Records for this exercise:

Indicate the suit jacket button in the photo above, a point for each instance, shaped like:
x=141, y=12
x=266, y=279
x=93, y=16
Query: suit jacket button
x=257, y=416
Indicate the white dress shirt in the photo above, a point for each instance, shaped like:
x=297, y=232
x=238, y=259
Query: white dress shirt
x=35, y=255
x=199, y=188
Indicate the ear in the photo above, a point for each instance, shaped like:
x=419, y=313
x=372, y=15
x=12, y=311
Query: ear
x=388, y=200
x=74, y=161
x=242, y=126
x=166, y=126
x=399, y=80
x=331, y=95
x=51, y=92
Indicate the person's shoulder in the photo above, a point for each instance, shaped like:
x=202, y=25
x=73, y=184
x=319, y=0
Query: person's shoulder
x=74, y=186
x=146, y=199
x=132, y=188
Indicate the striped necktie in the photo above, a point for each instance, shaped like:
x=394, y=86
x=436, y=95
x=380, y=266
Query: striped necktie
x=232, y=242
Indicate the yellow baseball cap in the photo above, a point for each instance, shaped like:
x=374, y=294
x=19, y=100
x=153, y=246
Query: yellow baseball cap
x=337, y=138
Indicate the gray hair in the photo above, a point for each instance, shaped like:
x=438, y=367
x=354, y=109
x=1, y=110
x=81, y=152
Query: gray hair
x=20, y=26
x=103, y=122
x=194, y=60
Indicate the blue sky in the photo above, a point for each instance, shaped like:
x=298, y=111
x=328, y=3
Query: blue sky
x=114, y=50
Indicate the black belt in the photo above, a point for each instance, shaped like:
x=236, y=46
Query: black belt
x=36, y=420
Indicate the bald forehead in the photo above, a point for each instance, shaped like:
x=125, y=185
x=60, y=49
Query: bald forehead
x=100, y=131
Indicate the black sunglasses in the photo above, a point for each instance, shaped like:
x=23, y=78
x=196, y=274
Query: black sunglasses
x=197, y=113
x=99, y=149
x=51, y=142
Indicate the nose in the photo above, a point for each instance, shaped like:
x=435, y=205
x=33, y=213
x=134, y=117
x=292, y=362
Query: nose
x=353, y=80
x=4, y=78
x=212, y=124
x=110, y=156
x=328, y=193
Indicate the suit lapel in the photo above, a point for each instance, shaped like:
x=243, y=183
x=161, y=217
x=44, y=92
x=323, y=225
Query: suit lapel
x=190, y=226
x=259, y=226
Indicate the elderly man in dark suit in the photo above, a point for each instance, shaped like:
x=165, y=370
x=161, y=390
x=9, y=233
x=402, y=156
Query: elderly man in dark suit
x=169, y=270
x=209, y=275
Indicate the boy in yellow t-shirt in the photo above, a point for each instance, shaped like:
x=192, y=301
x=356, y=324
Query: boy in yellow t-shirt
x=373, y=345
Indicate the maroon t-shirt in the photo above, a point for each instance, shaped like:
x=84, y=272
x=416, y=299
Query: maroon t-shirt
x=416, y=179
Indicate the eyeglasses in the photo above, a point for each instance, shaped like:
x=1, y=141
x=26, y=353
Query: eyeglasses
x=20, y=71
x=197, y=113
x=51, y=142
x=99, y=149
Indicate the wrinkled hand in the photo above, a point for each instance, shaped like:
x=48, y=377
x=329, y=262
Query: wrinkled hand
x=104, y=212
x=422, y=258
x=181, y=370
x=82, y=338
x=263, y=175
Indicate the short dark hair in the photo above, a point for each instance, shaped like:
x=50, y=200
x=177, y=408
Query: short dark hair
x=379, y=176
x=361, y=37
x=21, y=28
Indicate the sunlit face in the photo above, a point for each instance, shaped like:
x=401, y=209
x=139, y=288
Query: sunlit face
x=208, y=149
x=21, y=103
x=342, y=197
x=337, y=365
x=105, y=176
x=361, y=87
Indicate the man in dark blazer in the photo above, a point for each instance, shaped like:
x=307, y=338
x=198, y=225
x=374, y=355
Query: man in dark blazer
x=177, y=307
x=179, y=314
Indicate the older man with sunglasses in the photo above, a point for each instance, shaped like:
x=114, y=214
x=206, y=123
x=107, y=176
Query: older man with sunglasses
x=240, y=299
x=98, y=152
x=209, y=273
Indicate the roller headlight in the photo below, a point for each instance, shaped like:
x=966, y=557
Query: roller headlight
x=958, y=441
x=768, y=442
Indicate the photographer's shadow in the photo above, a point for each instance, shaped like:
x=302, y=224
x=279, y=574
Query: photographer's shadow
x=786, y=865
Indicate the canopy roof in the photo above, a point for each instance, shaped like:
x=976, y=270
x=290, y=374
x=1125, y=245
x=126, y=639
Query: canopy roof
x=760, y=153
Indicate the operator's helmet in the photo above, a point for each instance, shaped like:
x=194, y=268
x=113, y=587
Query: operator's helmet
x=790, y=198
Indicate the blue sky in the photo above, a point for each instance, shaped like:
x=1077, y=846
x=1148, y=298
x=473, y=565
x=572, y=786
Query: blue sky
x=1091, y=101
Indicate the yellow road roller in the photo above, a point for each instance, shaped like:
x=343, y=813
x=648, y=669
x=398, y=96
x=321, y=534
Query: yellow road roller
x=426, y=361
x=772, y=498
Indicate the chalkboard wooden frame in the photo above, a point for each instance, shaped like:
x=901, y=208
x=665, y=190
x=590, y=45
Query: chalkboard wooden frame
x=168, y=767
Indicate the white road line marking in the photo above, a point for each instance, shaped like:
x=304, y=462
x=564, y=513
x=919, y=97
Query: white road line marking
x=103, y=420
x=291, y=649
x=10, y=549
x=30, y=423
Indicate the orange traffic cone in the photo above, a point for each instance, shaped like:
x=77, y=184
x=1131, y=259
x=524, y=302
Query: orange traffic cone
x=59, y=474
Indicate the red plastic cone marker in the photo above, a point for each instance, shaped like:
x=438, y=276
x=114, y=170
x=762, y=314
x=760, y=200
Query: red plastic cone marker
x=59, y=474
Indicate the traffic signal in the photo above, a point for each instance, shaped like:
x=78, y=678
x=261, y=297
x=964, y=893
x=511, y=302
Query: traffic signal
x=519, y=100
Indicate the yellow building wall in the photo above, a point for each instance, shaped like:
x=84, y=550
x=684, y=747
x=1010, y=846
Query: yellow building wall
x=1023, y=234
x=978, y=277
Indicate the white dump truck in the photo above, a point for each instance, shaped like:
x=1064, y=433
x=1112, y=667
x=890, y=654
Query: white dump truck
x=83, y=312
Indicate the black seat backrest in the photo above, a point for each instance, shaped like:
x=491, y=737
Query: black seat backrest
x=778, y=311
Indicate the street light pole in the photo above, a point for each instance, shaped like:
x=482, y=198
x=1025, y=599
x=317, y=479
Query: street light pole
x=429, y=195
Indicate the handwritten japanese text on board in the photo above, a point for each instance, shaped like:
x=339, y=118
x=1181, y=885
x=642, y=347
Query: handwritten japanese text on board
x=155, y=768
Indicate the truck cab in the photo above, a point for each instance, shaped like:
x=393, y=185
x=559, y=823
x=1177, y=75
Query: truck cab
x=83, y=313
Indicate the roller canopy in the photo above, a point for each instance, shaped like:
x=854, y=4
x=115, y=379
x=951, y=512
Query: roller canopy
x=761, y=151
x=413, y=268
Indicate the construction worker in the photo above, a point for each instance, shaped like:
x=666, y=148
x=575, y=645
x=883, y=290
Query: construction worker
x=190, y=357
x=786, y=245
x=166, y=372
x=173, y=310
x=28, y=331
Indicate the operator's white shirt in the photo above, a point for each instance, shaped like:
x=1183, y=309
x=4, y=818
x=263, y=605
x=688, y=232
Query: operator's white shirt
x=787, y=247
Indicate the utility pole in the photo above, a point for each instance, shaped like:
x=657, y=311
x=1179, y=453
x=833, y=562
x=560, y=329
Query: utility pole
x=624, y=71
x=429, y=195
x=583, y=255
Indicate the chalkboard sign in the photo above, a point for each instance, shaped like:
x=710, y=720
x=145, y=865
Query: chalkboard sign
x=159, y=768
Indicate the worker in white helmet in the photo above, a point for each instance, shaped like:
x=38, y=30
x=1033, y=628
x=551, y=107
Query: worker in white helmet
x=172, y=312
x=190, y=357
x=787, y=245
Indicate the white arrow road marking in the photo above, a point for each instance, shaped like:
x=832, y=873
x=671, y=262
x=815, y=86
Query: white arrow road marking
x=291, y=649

To be done: Turn everything in the material from the line containing "Indicate the person's" down to the line containing "x=132, y=188", including both of those lines, into a JSON list of strings with one string per line. Leave out any blank lines.

Answer for this exercise:
[
  "Indicate the person's shoulder in the photo above, a point for each instance, shaped like:",
  "x=202, y=25",
  "x=73, y=184",
  "x=319, y=0",
  "Query: person's shoulder",
  "x=74, y=186",
  "x=146, y=199",
  "x=132, y=188"
]